When your case comes before the judge, he has the option of approving your claim as filed, denying your claim, or issuing a partially favorable decision approving benefits but using a different onset date. Usually, when the judge changes your onset date he will use a more recent date, which will have the effect of reducing your past due benefit amount.
Why would the judge change your onset date? Most often the judge will do this because he has concluded that the medical evidence in your file does not support your original alleged onset date. You can expect this to happen if you alleged an onset date prior to the date you stopped working, or if your onset date was more than two or three years ago.
Some judges will choose a different onset date based on the presence of a medical test, such as an MRI or CT scan. This can be frustrating if, for example, you hurt your back three years ago, but could not afford an MRI until two years ago. Some judges just do not feel comfortable assuming anything, despite the very strong likelihood that your disc issues existed as of the time of your traumatic back injury and did not suddenly come into existence a year after your accident.
Some judges will change your onset date to your 50th or 55th birthday so they can use the grid rules to issue an approval. In these cases the judge may feel that you retain the functional capacity to perform some work so the only basis for approval would be the grid rules.

- - -

* Parts of the exercise *
**A)** In the text on disability onset dates, what effect does a more recent onset date chosen by the judge usually have?
**B)** Continue the text on how judges change disability onset dates from where it stops.

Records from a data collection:

- - -

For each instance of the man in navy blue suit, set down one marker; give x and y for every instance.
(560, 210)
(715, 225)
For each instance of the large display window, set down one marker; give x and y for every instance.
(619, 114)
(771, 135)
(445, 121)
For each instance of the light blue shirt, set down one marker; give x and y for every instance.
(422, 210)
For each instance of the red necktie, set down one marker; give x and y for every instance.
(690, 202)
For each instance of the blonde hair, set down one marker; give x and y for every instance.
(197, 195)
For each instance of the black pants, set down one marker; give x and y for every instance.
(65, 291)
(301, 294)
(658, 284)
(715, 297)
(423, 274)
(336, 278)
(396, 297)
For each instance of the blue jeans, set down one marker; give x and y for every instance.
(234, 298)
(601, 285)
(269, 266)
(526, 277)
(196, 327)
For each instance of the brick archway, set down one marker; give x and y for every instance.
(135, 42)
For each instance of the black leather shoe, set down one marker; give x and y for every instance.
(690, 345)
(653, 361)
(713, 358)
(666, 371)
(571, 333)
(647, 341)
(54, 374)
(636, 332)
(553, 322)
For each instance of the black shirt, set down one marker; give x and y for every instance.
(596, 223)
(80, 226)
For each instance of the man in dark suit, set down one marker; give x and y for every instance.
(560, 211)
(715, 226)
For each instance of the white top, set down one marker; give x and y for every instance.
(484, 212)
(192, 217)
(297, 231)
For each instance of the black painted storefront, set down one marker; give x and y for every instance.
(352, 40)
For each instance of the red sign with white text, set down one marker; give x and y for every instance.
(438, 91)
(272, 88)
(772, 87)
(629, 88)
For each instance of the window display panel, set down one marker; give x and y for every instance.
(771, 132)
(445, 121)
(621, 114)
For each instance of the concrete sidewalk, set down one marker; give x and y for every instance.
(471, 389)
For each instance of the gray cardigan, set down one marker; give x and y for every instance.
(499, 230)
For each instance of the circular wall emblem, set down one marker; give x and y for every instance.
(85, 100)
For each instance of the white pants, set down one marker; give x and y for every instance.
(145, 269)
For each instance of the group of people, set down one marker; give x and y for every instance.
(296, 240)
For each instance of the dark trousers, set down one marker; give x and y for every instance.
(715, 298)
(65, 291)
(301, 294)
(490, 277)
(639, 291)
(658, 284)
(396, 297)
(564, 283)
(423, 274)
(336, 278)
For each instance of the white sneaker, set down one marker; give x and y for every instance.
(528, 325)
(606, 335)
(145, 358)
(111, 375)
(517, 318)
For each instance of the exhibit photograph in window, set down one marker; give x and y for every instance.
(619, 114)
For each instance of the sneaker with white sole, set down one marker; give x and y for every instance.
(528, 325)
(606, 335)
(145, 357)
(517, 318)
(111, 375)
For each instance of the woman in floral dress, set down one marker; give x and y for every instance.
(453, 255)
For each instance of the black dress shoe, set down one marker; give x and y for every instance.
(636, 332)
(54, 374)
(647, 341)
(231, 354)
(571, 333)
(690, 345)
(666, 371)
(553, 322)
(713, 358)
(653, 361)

- - -

* Responses to the exercise *
**A)** It reduces your past due benefit amount.

**B)**
Often, during the actual hearing the judge will ask you and your attorney to consider voluntarily amending your onset date so that the judge can issue a fully favorable decision. In these cases you and your attorney will be given time to step outside and confer in private. If you do choose to voluntarily amend your onset date, make sure that you do not agree to a changed onset date that is after your date last insured for Title II SSDI without understanding the implications of doing so. If you agree to an onset date after your Title II SSDI insurance has lapsed, you would only be eligible for SSI, and SSI is subject to numerous offsets that can reduce or eliminate your SSI benefit.
If the judge does not ask you to voluntarily amend the onset date, or if you refuse to do so, the judge can issue what is known as a partially favorable decision. In such a case, you have the right to appeal the partially favorable decision but if you do so, you will also be appealing the favorable part and could end up with nothing. No benefits will be paid until your appeal is processed. Appealing a partially favorable decision, therefore, is a risky proposition.
State Agency adjudicators frequently issue partially favorable approvals with amended onset dates. You and your attorney will have to decide whether to accept the amended date and forgo thousands of dollars in past due benefits, or to continue with your appeal and appear before the judge.
Disability remains an all or nothing proposition in that there is no such thing as a partial disability award like there is with VA disability claims. Social Security judges, at this point, cannot find you 60% disabled and issue a decision accordingly. The only option they have is to change the onset date as described above.